文書本文
********

なにコレ!? お笑いコンテスト「大学芸会」 実行委、手作りで盛り上げ

10日間かけて行われた予選会。決勝戦進出を決め舞台上で喜びを爆発させる出場者=大学芸会実行委員会提供 なにコレ!?
10日間かけて行われた予選会。決勝戦進出を決め舞台上で喜びを爆発させる出場者=大学芸会実行委員会提供

 「日本一面白い大学生を決める」がコンセプトの大学生お笑いコンテスト「大学芸会 個人戦2023」の決勝戦が8月30日、東京都中野区の「なかのZERO小ホール」で開催された。507の客席は即日完売で、大盛況のうちに幕を閉じた。今、盛り上がりを見せている大学生のお笑い。裏方で支える実行委員会の学生メンバーに、大会についての思いを取材した。【昭和女子大・薄井千晴】

出場希望殺到の人気

 大学芸会は2011年に初開催されて以来、学生対象のお笑いコンテストとしては日本一の規模を誇る夏の一大イベントとして成長してきた。主催するのは、首都圏の大学お笑いサークルの連絡組織「お笑いサークル連盟」。大学生であれば、お笑いサークルに所属していなくても参加できるのが特徴だ。

競う芸は漫才やコント、フリップ(めくり芸)、漫談などさまざまで、各人が考えたとっておきのネタが披露される。今年560組に増えた予選エントリー枠は募集開始から3分もしないうちに埋まり、出たくても出られなかったという人も多く見受けられるほどの人気ぶりだ。

 同連盟の大学芸会実行委員会には、加盟大学のお笑いサークルに所属する学生37人が参加。代表を務める田園調布学園大学4年の細野志月さん(22)は、大学芸会について「学生だけで作っていきたい思いが強くある」と話す。実際、キャッチコピーやポスターなどの制作、音響や照明、会場の手配、進行役となるプロの芸人や決勝の審査員となる構成作家との交渉など、大学芸会を成立させるためのすべての業務は、実行委員会の学生スタッフが主体的に行っているのが大きな特徴だ。

********

指示文 A
大学芸会の記事のうち、「なにコレ!? お笑いコンテスト「大学芸会」 実行委、手作りで盛り上げ」から「受けられるほどの人気ぶりだ。」まで(両端を含む)を一字も変えずに再掲せよ。

********

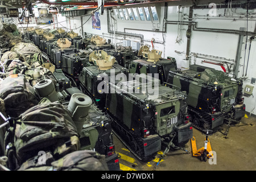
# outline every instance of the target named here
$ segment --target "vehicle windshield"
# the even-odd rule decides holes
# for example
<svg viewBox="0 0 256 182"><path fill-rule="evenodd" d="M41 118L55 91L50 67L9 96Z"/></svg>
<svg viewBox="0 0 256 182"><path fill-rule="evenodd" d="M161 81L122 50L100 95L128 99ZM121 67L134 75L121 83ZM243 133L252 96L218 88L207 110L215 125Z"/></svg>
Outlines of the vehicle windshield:
<svg viewBox="0 0 256 182"><path fill-rule="evenodd" d="M161 109L160 117L163 117L175 113L175 106L171 106Z"/></svg>

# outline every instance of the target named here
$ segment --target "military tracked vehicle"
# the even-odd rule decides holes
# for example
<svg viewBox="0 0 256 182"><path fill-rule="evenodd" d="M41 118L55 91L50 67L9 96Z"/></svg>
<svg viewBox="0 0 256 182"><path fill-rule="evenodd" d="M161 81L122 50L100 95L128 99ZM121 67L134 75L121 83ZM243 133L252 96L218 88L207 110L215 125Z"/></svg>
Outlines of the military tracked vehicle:
<svg viewBox="0 0 256 182"><path fill-rule="evenodd" d="M224 119L239 121L245 115L242 80L222 71L193 65L183 72L169 71L167 82L187 92L188 111L200 130L213 129Z"/></svg>
<svg viewBox="0 0 256 182"><path fill-rule="evenodd" d="M86 47L86 49L91 49L93 51L111 49L113 48L112 44L108 44L106 39L98 35L94 35L90 39L90 44Z"/></svg>
<svg viewBox="0 0 256 182"><path fill-rule="evenodd" d="M55 39L54 34L52 33L45 34L43 35L43 39L40 40L39 48L44 53L50 56L50 53L48 53L47 51L47 43L53 43L57 41L57 39ZM48 48L49 49L49 48Z"/></svg>
<svg viewBox="0 0 256 182"><path fill-rule="evenodd" d="M187 143L193 129L185 93L160 85L159 80L140 79L109 83L106 108L115 134L138 159L146 161L162 144L175 148Z"/></svg>
<svg viewBox="0 0 256 182"><path fill-rule="evenodd" d="M79 50L79 52L74 53L67 53L61 55L61 68L65 73L68 73L75 78L78 78L78 76L82 69L85 66L91 65L89 63L89 54L91 53L88 50Z"/></svg>
<svg viewBox="0 0 256 182"><path fill-rule="evenodd" d="M137 55L138 51L132 49L131 47L123 47L119 46L115 49L103 49L108 54L115 57L119 65L129 68L134 57Z"/></svg>
<svg viewBox="0 0 256 182"><path fill-rule="evenodd" d="M35 30L35 34L32 35L32 41L35 45L40 47L40 40L43 39L44 30L43 28Z"/></svg>
<svg viewBox="0 0 256 182"><path fill-rule="evenodd" d="M84 67L79 75L81 89L86 90L93 100L99 101L101 106L105 105L104 100L108 92L104 81L110 81L111 76L115 78L118 73L126 74L126 69L114 64L115 61L115 57L108 55L104 51L94 51L89 55L91 66Z"/></svg>
<svg viewBox="0 0 256 182"><path fill-rule="evenodd" d="M51 59L57 68L61 68L61 55L67 53L74 53L77 51L73 46L71 46L71 42L66 38L59 39L57 40L58 48L51 49Z"/></svg>
<svg viewBox="0 0 256 182"><path fill-rule="evenodd" d="M141 47L138 53L138 59L134 60L130 64L129 73L158 73L161 84L166 81L169 70L177 69L176 60L174 57L162 58L160 50L149 50L147 46Z"/></svg>

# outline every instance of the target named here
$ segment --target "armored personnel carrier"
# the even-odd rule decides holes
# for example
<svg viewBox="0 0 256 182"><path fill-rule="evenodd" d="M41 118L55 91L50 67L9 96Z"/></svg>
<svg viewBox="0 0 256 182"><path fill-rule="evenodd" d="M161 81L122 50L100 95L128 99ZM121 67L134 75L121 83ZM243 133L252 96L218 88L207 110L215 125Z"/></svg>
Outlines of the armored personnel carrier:
<svg viewBox="0 0 256 182"><path fill-rule="evenodd" d="M193 65L183 72L170 71L167 82L187 92L188 111L200 130L213 129L224 119L239 121L245 115L242 80L222 71Z"/></svg>
<svg viewBox="0 0 256 182"><path fill-rule="evenodd" d="M89 96L76 87L71 87L61 69L53 72L54 81L44 79L35 86L39 96L51 102L59 101L72 113L80 141L80 150L94 150L105 155L110 170L119 170L118 158L115 153L111 120L92 102Z"/></svg>
<svg viewBox="0 0 256 182"><path fill-rule="evenodd" d="M137 55L138 51L132 49L131 47L123 47L119 46L115 49L103 49L108 54L115 57L119 65L129 68L134 57Z"/></svg>
<svg viewBox="0 0 256 182"><path fill-rule="evenodd" d="M74 53L63 54L61 55L61 68L65 73L68 73L75 78L78 76L82 69L89 64L89 54L88 50L79 50L79 52Z"/></svg>
<svg viewBox="0 0 256 182"><path fill-rule="evenodd" d="M59 39L57 40L57 45L58 48L51 49L50 57L57 68L61 68L61 55L76 53L77 49L73 46L71 46L71 42L66 38Z"/></svg>
<svg viewBox="0 0 256 182"><path fill-rule="evenodd" d="M55 34L54 34L56 39L63 39L67 37L67 34L64 30L61 28L58 28L56 30Z"/></svg>
<svg viewBox="0 0 256 182"><path fill-rule="evenodd" d="M185 93L160 85L159 80L140 79L109 83L106 108L115 134L139 160L146 161L164 143L173 148L187 143L193 130ZM150 91L152 88L156 92Z"/></svg>
<svg viewBox="0 0 256 182"><path fill-rule="evenodd" d="M177 69L176 60L174 57L169 59L162 58L160 50L149 50L147 46L141 47L138 53L138 59L134 60L130 64L129 73L159 74L161 84L166 81L168 71Z"/></svg>
<svg viewBox="0 0 256 182"><path fill-rule="evenodd" d="M84 67L79 75L81 88L85 90L93 99L99 101L101 105L105 105L104 100L108 92L107 86L105 87L106 85L104 82L110 81L110 76L115 78L118 73L123 73L126 76L126 69L114 64L115 61L115 57L108 55L104 51L94 51L89 56L91 66Z"/></svg>
<svg viewBox="0 0 256 182"><path fill-rule="evenodd" d="M32 35L33 35L33 34L35 34L35 28L27 27L27 31L26 32L25 35L29 40L32 41Z"/></svg>
<svg viewBox="0 0 256 182"><path fill-rule="evenodd" d="M84 38L81 39L73 40L73 43L75 48L78 49L85 49L86 46L91 44L90 40L92 37L92 34L87 34L84 33Z"/></svg>
<svg viewBox="0 0 256 182"><path fill-rule="evenodd" d="M69 38L70 42L71 42L71 44L74 45L75 40L81 40L82 38L79 36L77 33L74 32L73 31L71 31L67 33L67 38Z"/></svg>
<svg viewBox="0 0 256 182"><path fill-rule="evenodd" d="M35 45L40 47L40 40L43 39L44 30L43 28L38 28L35 30L35 34L32 35L32 41Z"/></svg>

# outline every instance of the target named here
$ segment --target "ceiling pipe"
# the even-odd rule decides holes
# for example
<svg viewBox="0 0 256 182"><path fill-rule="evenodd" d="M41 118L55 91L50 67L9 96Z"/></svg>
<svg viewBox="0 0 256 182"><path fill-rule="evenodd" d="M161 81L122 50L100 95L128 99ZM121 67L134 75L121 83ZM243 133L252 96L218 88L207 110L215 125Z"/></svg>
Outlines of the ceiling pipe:
<svg viewBox="0 0 256 182"><path fill-rule="evenodd" d="M53 5L93 5L98 6L98 2L72 2L71 1L55 1L55 2L49 2L47 0L40 0L42 2ZM104 5L106 6L117 6L118 3L117 2L104 2Z"/></svg>
<svg viewBox="0 0 256 182"><path fill-rule="evenodd" d="M48 5L93 5L93 6L97 6L98 3L97 2L73 2L71 1L55 1L55 2L49 2L47 0L40 0L42 2L48 4ZM58 1L58 0L57 0ZM105 6L129 6L129 5L134 5L138 4L151 4L151 3L162 3L162 2L179 2L180 0L160 0L160 1L148 1L146 2L136 2L135 1L133 2L133 3L125 2L125 3L118 3L118 1L116 2L104 2L104 5Z"/></svg>

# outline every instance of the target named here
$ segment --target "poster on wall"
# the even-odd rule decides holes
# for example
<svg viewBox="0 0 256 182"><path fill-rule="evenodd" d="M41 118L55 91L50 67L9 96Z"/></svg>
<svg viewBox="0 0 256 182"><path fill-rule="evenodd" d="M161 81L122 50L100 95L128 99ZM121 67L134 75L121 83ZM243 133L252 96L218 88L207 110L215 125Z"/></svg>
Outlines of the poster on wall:
<svg viewBox="0 0 256 182"><path fill-rule="evenodd" d="M92 16L93 29L101 30L101 21L100 20L99 13L96 12Z"/></svg>

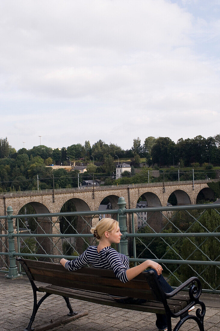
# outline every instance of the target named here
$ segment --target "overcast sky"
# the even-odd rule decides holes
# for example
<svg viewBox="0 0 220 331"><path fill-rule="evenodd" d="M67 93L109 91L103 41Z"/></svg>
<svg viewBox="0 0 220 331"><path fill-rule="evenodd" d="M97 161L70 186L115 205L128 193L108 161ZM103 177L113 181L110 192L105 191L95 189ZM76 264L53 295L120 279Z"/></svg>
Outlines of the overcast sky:
<svg viewBox="0 0 220 331"><path fill-rule="evenodd" d="M219 0L7 0L0 137L129 149L220 133Z"/></svg>

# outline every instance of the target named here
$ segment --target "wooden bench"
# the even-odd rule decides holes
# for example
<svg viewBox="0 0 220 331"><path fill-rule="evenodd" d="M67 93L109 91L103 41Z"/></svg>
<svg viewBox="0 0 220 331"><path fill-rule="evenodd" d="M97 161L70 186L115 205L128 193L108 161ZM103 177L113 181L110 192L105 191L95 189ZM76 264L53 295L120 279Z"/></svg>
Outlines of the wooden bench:
<svg viewBox="0 0 220 331"><path fill-rule="evenodd" d="M177 331L186 320L192 319L198 323L200 331L204 331L203 319L205 312L204 304L199 300L201 287L199 280L192 277L169 293L161 289L153 271L142 272L132 280L124 284L116 278L110 270L85 267L73 272L68 271L61 264L49 262L26 260L19 258L19 261L28 277L34 296L33 308L28 326L24 330L30 331L37 310L44 300L51 294L62 296L69 310L74 312L69 298L141 311L165 314L168 331L171 331L171 317L179 317L180 320L174 328ZM49 284L47 286L36 285L38 281ZM197 285L195 285L196 283ZM184 287L191 284L187 296L177 295ZM37 303L37 292L46 292ZM128 296L146 299L141 305L119 303L110 297L111 295ZM189 315L188 310L198 304L196 316Z"/></svg>

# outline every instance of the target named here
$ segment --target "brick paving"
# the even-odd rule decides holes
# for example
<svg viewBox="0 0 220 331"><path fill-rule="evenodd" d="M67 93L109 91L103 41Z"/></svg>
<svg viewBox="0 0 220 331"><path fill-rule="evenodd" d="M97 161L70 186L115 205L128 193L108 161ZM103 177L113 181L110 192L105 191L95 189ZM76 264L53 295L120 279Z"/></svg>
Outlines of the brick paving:
<svg viewBox="0 0 220 331"><path fill-rule="evenodd" d="M33 307L33 292L28 279L24 276L11 280L6 279L3 274L0 273L0 331L22 331L28 324ZM38 298L43 295L39 293ZM219 331L219 296L217 295L206 295L202 299L206 306L204 322L205 331ZM157 330L154 314L109 307L74 299L70 299L70 301L73 310L86 311L88 312L88 315L67 324L50 329L51 331ZM68 311L63 299L52 295L41 305L32 326L38 329L44 323L65 316ZM195 314L196 310L192 313ZM173 325L176 323L175 321L174 321ZM181 329L184 331L199 330L197 324L193 320L185 323Z"/></svg>

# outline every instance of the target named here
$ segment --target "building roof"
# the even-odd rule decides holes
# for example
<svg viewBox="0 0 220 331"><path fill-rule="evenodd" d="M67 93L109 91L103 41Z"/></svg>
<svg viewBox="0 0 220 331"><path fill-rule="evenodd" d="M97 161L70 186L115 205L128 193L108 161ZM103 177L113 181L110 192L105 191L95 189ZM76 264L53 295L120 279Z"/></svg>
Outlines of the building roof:
<svg viewBox="0 0 220 331"><path fill-rule="evenodd" d="M146 208L148 207L147 201L139 201L136 205L136 208Z"/></svg>
<svg viewBox="0 0 220 331"><path fill-rule="evenodd" d="M127 163L120 163L119 165L117 165L117 168L130 168L131 166Z"/></svg>
<svg viewBox="0 0 220 331"><path fill-rule="evenodd" d="M72 169L73 170L83 170L84 169L86 169L86 167L82 166L74 166Z"/></svg>
<svg viewBox="0 0 220 331"><path fill-rule="evenodd" d="M111 208L111 203L109 202L108 205L100 205L99 210L109 210Z"/></svg>

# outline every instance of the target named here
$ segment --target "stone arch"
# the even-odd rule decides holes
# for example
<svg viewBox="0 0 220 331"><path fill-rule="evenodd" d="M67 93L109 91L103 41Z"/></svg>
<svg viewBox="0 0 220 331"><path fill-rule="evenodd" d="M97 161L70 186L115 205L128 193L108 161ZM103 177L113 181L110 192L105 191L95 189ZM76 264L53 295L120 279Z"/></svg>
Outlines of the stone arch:
<svg viewBox="0 0 220 331"><path fill-rule="evenodd" d="M117 203L118 202L118 199L119 197L117 195L110 194L109 195L107 195L103 198L99 205L99 210L100 210L100 211L101 210L104 210L100 208L100 206L103 201L106 203L105 204L106 205L108 203L110 203L110 209L109 210L105 210L105 212L104 213L103 212L102 214L100 213L100 215L102 216L102 215L105 214L105 217L110 217L113 218L114 219L116 219L117 215L116 214L112 214L111 213L111 210L118 209L118 206Z"/></svg>
<svg viewBox="0 0 220 331"><path fill-rule="evenodd" d="M204 202L199 202L199 200L209 200L214 201L215 200L215 193L209 187L204 187L200 190L197 195L196 203L204 203Z"/></svg>
<svg viewBox="0 0 220 331"><path fill-rule="evenodd" d="M33 207L36 214L50 213L50 211L48 208L43 204L36 201L31 201L24 205L20 209L18 214L19 214L20 211L22 208L28 205L30 205ZM35 220L34 220L34 219ZM32 220L32 221L33 222L33 224L32 222L32 228L31 228L31 226L30 227L31 232L36 233L38 234L52 233L53 225L51 217L48 216L38 217L35 218L34 219ZM54 254L54 245L53 243L52 238L48 237L37 237L36 238L36 239L35 253L36 254L45 254L46 253L50 255ZM29 247L29 249L30 249L30 247L29 247L30 245L30 240L29 239L29 240L27 240L27 244L26 243L24 244L23 241L22 243L24 244L24 247L27 248L26 246L27 246ZM31 247L33 247L33 245L34 246L34 243L32 243ZM22 253L22 249L21 250L21 252ZM28 251L25 252L30 253ZM38 258L38 260L44 261L51 260L49 259L45 259L43 258Z"/></svg>
<svg viewBox="0 0 220 331"><path fill-rule="evenodd" d="M174 201L175 200L175 202L174 203L172 202L172 196L173 195L175 199L173 199ZM184 191L182 190L176 190L173 191L170 195L167 200L167 202L171 203L173 206L182 206L186 205L191 205L190 198Z"/></svg>
<svg viewBox="0 0 220 331"><path fill-rule="evenodd" d="M162 206L158 197L152 192L145 192L141 196L138 200L140 200L140 198L142 197L147 201L147 207L161 207ZM149 226L156 232L159 232L161 230L163 227L163 218L162 215L159 212L146 212L144 214L143 214L142 213L141 216L143 219L146 221ZM141 225L141 224L139 224L138 217L137 216L138 227L139 225Z"/></svg>
<svg viewBox="0 0 220 331"><path fill-rule="evenodd" d="M79 198L71 198L64 202L60 211L63 212L89 212L90 210L89 207L83 200ZM90 215L76 216L73 217L72 216L60 217L61 232L67 234L66 238L65 237L66 239L62 240L62 248L64 254L71 255L74 250L75 250L78 253L81 254L87 247L86 243L89 244L91 243L92 240L91 240L90 238L85 238L83 239L79 238L68 237L68 234L89 233L91 227L93 225L94 218ZM64 226L64 224L65 226ZM68 250L67 252L67 249Z"/></svg>

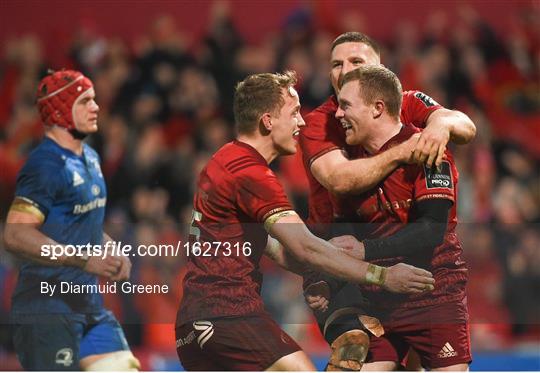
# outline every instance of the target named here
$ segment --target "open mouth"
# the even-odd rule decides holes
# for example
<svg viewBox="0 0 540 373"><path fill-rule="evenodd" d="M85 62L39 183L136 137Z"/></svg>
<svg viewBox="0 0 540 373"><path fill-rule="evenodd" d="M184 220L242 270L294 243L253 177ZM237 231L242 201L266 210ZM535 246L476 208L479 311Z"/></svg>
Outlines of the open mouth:
<svg viewBox="0 0 540 373"><path fill-rule="evenodd" d="M343 128L345 128L345 130L350 130L352 129L352 124L348 123L348 122L345 122L344 120L341 121L341 126Z"/></svg>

********

指示文 B
上の行一覧から、文字列「windshield」を含む行をすべて列挙せよ。大文字と小文字は区別する。

出力全文 A
なにコレ!? お笑いコンテスト「大学芸会」 実行委、手作りで盛り上げ

10日間かけて行われた予選会。決勝戦進出を決め舞台上で喜びを爆発させる出場者=大学芸会実行委員会提供 なにコレ!?
10日間かけて行われた予選会。決勝戦進出を決め舞台上で喜びを爆発させる出場者=大学芸会実行委員会提供

 「日本一面白い大学生を決める」がコンセプトの大学生お笑いコンテスト「大学芸会 個人戦2023」の決勝戦が8月30日、東京都中野区の「なかのZERO小ホール」で開催された。507の客席は即日完売で、大盛況のうちに幕を閉じた。今、盛り上がりを見せている大学生のお笑い。裏方で支える実行委員会の学生メンバーに、大会についての思いを取材した。【昭和女子大・薄井千晴】

出場希望殺到の人気

 大学芸会は2011年に初開催されて以来、学生対象のお笑いコンテストとしては日本一の規模を誇る夏の一大イベントとして成長してきた。主催するのは、首都圏の大学お笑いサークルの連絡組織「お笑いサークル連盟」。大学生であれば、お笑いサークルに所属していなくても参加できるのが特徴だ。

競う芸は漫才やコント、フリップ(めくり芸)、漫談などさまざまで、各人が考えたとっておきのネタが披露される。今年560組に増えた予選エントリー枠は募集開始から3分もしないうちに埋まり、出たくても出られなかったという人も多く見受けられるほどの人気ぶりだ。

出力全文 B
$ segment --target "vehicle windshield"
Outlines of the vehicle windshield:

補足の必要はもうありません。